**Complete the following**
**A)** Reproduce word for word the stretch of the awk and sed page from "Although their syntax" through "perfect for us.".
**B)** List every value given for Name= in the sample file text shown on the awk and sed page.
**C)** Write what comes next on the awk and sed page, picking up after its final sentence.

**Reading text**
===
Shell scripts | Awk & Sed
Shell scripting covers almost every essential need to create automated command-line programs. But what about going beyond the standards and extending our arsenal with some external tools? Let's dive a bit inside awk and sed.
Write programs to handle text streams, because that is a universal interface. — Ken Thompson.
- Awk is a programming language that let us manipulate structured data.
- Sed is a stream editor to manipulate, filter, and transform text.
Both of them are stream-oriented; they read input from text files one line at a time and direct the result to the standard output, which means the input file itself is not changed if it's not specified to do so.
Although their syntax may look cryptic, awk and sed can solve a lot of complex tasks in a single line of code. Combining them with the use of regular expressions we have a Swiss army knife for anyone working with text files. Since we're working inside a *nix system this is perfect for us.
One of the most useful cases with awk
and sed
is parsing files and generating reports. It's a bit complicated to explain both tools without seeing them in action. To work through this post without searching too much for a file to parse, create a file named pieces-list
and populate with some text inside:
Name= "Capacitor" ID= 3456 quant.= 204 Man.= "Bosch" Name= "Battery" ID= 2760 quant.= 0 Man.= "Phillips" Name= "Fan-Frame" ID= 7864 quant.= 131 Man.= "Mitsubishi" Name= "Bluetooth-Emmiter" ID= 19085, quant.= 184 Man.= "Intel" Name= "WiFi-Card", ID= 2941, quant.= 115, Man.= "Intel" Name= "Fan" ID= 4512 quant.= 98 Man.= "OEM"
AWK
Awk is a full fledged programming language and a powerful file parser. It offers a more general computational model for processing a file, allowing us to replace an entire shell script with an awk
single liner.
Awk programs consist of a series of rules. Rules generally consist of a pattern and a set of actions.
When a file is processed, awk
reads the file line by line, then it checks to see if the line matches one or more of the patterns in the file and executes the actions associated to the matching pattern, taking the selected line as it's input.
If you've been reading the blog, you'll notice that we've used awk previously to configure our panel bar.
— The basic command-line syntax to invoke awk
is:
$ awk [options] 'pattern {actions}' inputFile
We've seen how to get an output of a file before, using the cat
command.
$ cat pieces-list
We've also seen how to split data to print only the parts we want using grep.
$ cat pieces-list | grep Intel
To start working with awk
let's use it to print our pieces-list
file:
$ awk '{ print }' pieces-list
We should have the same output result after running the program with both cat
and the new awk
method.
With awk
we can use patterns too:
$ awk '/Intel/ { print }' pieces-list
patterns are declared between forward slashes.
This is useful but we still get a complete line containing the pattern we were looking for. One powerful feature of awk
is that we can select pieces (named fields) of the line.
Named fields are represented with a dollar sign and the position number ($N
).
===
Point placement records:
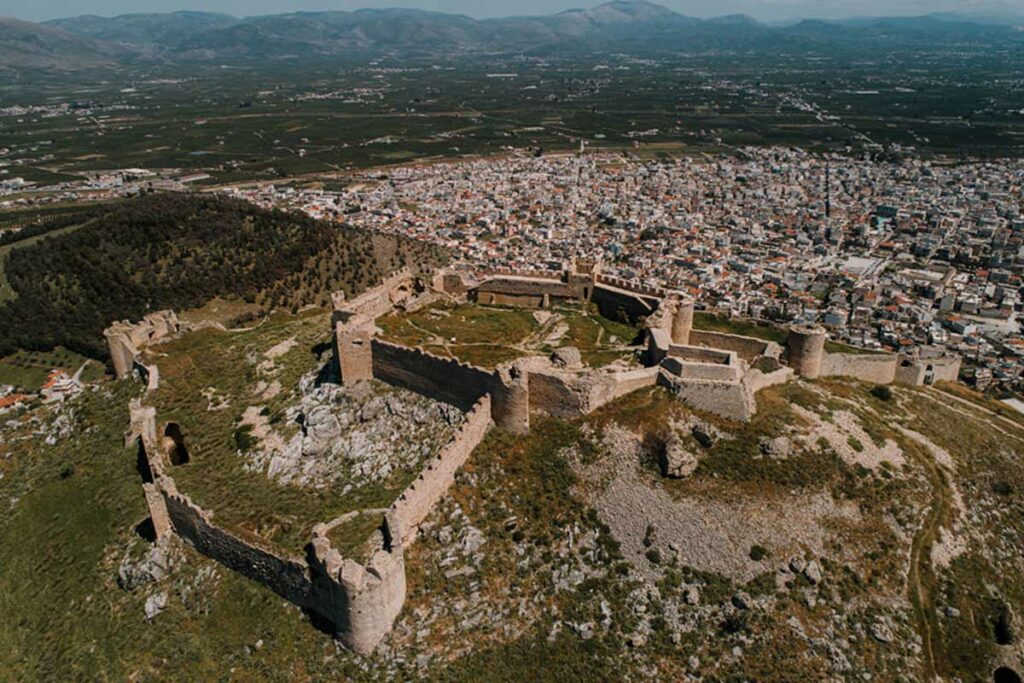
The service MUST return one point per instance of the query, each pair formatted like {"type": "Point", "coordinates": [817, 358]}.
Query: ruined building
{"type": "Point", "coordinates": [712, 372]}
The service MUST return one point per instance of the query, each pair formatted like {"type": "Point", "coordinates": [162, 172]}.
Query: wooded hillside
{"type": "Point", "coordinates": [179, 251]}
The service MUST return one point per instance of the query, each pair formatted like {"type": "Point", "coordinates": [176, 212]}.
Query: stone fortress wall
{"type": "Point", "coordinates": [713, 372]}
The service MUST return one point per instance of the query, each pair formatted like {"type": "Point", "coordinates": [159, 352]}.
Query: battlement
{"type": "Point", "coordinates": [633, 286]}
{"type": "Point", "coordinates": [529, 273]}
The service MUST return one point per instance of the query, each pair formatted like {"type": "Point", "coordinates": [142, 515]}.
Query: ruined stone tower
{"type": "Point", "coordinates": [807, 348]}
{"type": "Point", "coordinates": [355, 355]}
{"type": "Point", "coordinates": [511, 399]}
{"type": "Point", "coordinates": [682, 322]}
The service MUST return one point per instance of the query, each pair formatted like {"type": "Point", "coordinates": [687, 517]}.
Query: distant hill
{"type": "Point", "coordinates": [179, 251]}
{"type": "Point", "coordinates": [624, 26]}
{"type": "Point", "coordinates": [26, 45]}
{"type": "Point", "coordinates": [144, 30]}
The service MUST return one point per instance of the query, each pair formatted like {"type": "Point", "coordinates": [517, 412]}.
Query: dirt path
{"type": "Point", "coordinates": [921, 579]}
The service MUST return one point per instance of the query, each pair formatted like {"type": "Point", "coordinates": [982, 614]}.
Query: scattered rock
{"type": "Point", "coordinates": [882, 631]}
{"type": "Point", "coordinates": [705, 434]}
{"type": "Point", "coordinates": [813, 571]}
{"type": "Point", "coordinates": [677, 462]}
{"type": "Point", "coordinates": [741, 600]}
{"type": "Point", "coordinates": [155, 604]}
{"type": "Point", "coordinates": [779, 447]}
{"type": "Point", "coordinates": [151, 567]}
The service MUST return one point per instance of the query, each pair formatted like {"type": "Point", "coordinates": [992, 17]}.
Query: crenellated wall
{"type": "Point", "coordinates": [287, 577]}
{"type": "Point", "coordinates": [443, 379]}
{"type": "Point", "coordinates": [748, 348]}
{"type": "Point", "coordinates": [361, 601]}
{"type": "Point", "coordinates": [877, 368]}
{"type": "Point", "coordinates": [437, 476]}
{"type": "Point", "coordinates": [732, 400]}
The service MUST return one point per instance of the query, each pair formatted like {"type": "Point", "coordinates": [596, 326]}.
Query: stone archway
{"type": "Point", "coordinates": [174, 445]}
{"type": "Point", "coordinates": [1006, 675]}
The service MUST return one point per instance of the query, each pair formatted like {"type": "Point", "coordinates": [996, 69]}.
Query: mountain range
{"type": "Point", "coordinates": [626, 26]}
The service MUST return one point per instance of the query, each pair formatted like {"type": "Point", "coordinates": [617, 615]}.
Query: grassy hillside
{"type": "Point", "coordinates": [918, 541]}
{"type": "Point", "coordinates": [179, 251]}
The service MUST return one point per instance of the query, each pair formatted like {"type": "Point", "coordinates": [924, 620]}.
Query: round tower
{"type": "Point", "coordinates": [807, 349]}
{"type": "Point", "coordinates": [510, 400]}
{"type": "Point", "coordinates": [682, 323]}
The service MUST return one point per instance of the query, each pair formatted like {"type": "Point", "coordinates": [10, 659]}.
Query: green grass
{"type": "Point", "coordinates": [488, 336]}
{"type": "Point", "coordinates": [29, 370]}
{"type": "Point", "coordinates": [249, 503]}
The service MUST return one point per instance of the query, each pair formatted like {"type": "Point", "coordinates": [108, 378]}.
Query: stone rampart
{"type": "Point", "coordinates": [438, 475]}
{"type": "Point", "coordinates": [567, 395]}
{"type": "Point", "coordinates": [919, 372]}
{"type": "Point", "coordinates": [757, 380]}
{"type": "Point", "coordinates": [702, 371]}
{"type": "Point", "coordinates": [732, 400]}
{"type": "Point", "coordinates": [526, 292]}
{"type": "Point", "coordinates": [536, 273]}
{"type": "Point", "coordinates": [877, 368]}
{"type": "Point", "coordinates": [616, 304]}
{"type": "Point", "coordinates": [443, 379]}
{"type": "Point", "coordinates": [288, 578]}
{"type": "Point", "coordinates": [748, 348]}
{"type": "Point", "coordinates": [702, 354]}
{"type": "Point", "coordinates": [126, 340]}
{"type": "Point", "coordinates": [378, 300]}
{"type": "Point", "coordinates": [361, 601]}
{"type": "Point", "coordinates": [632, 286]}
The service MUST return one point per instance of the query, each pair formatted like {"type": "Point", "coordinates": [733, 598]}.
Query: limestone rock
{"type": "Point", "coordinates": [779, 447]}
{"type": "Point", "coordinates": [705, 433]}
{"type": "Point", "coordinates": [813, 571]}
{"type": "Point", "coordinates": [741, 600]}
{"type": "Point", "coordinates": [567, 356]}
{"type": "Point", "coordinates": [677, 462]}
{"type": "Point", "coordinates": [155, 604]}
{"type": "Point", "coordinates": [153, 566]}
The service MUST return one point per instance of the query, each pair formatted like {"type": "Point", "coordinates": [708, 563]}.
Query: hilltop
{"type": "Point", "coordinates": [178, 251]}
{"type": "Point", "coordinates": [841, 530]}
{"type": "Point", "coordinates": [841, 526]}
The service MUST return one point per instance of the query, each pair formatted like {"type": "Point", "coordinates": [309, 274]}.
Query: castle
{"type": "Point", "coordinates": [712, 372]}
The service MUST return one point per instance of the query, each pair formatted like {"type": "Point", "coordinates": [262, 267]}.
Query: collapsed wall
{"type": "Point", "coordinates": [126, 340]}
{"type": "Point", "coordinates": [288, 578]}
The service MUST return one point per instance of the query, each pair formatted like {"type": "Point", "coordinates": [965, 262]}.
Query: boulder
{"type": "Point", "coordinates": [779, 447]}
{"type": "Point", "coordinates": [677, 462]}
{"type": "Point", "coordinates": [567, 357]}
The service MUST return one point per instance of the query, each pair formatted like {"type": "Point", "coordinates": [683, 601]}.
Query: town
{"type": "Point", "coordinates": [887, 256]}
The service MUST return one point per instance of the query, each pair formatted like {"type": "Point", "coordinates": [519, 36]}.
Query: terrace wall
{"type": "Point", "coordinates": [732, 400]}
===
**Answers to the exercises**
**A)**
Although their syntax may look cryptic, awk and sed can solve a lot of complex tasks in a single line of code. Combining them with the use of regular expressions we have a Swiss army knife for anyone working with text files. Since we're working inside a *nix system this is perfect for us.

**B)**
Capacitor
Battery
Fan-Frame
Bluetooth-Emmiter
WiFi-Card
Fan

**C)**
$ awk '/Intel/ { print $2 }' pieces-list
Sometimes our pattern has to meet some conditions to be useful for us. We can use boolean statements to perform as patterns too:
In this example, the condition is that the sixth field has to be greater than one hundred:
$ awk '$6 > 1 { print $2 }' pieces-list
By default field separators are defined by spaces or tabs. If we want to use other pattern as a field separator we have to indicate so, changing the F
variable:
-F=,
Awk allows us to use some internal functions to perform several actions.
length()
allows to get the number of characters for the specified named fields.
$ awk '{ print length($2) }' pieces-list
printf
formats the output of the specified named fields. We can align items both to the left and to the right using-%
and%
respectively.
$ awk '$6 > 1 { printf "%-19s", $2 }' pieces-list
— We can go further with awk
and store all our commands inside a file so it's easier to apply the same line of commands for multiple files.
Awk command files can contain two special patterns:
BEGIN{}
is a pattern that is executed only once before running the main commands.END{}
is a pattern that performs actions after all the instructions have been executed. It's only executed once.
Let's create a script to store our awk
commands:
$ touch steps.awk
so now we can perform some awk
examples into our pieces-list
file.
— Format output
Our example pieces-list
text is a bit messy. Wouldn't it be great to have each field ordered in nice columns?
First we need to define which character size our columns need. This value is given by our longest value in each field.
Using the builtin function length($N)
we can get those values.
Let's define our main columns with the given values in our BEGIN
pattern:
BEGIN{ printf "\n%-15s %-22s %-5s %9s\n", "MANUFACTURER ", "| PIECE NAME ","| ID ","|QUANTITY"}
In the main body we need a similar line for each one of the products in the list. This time we have to change our printed format in the fields that need to output a number:
{printf "%-16s %-22s %6d %9d\n", $8, $2, $4, $6}
In order to execute our stored awk
commands, we simply need to indicate awk
to read the file as follows:
$ awk -f steps.awk pieces-list
Our result should look similar to this:
MANUFACTURER | PIECE NAME | ID | QUANTITY ------------------------------------------------------- "Bosch" "Capacitor" 3456 204 "Phillips" "Battery" 2760 0 "Mitsubishi" "Fan-Frame" 7864 131 "Intel" "Bluetooth-Emmiter" 19085 184 "Intel" "WiFi-Card" 2941 115 "OEM" "Fan" 4512 98
The same we used our messy example file we can use a web server ip traffic, username and password databases... endless possibilities to format.
— Process command-line arguments
We can take input from the user and pass it as a variable to perform actions with our data.
Let's say we want to ask the user for the product's ID and report them the manufacturer's name, the product's name and it available quantity.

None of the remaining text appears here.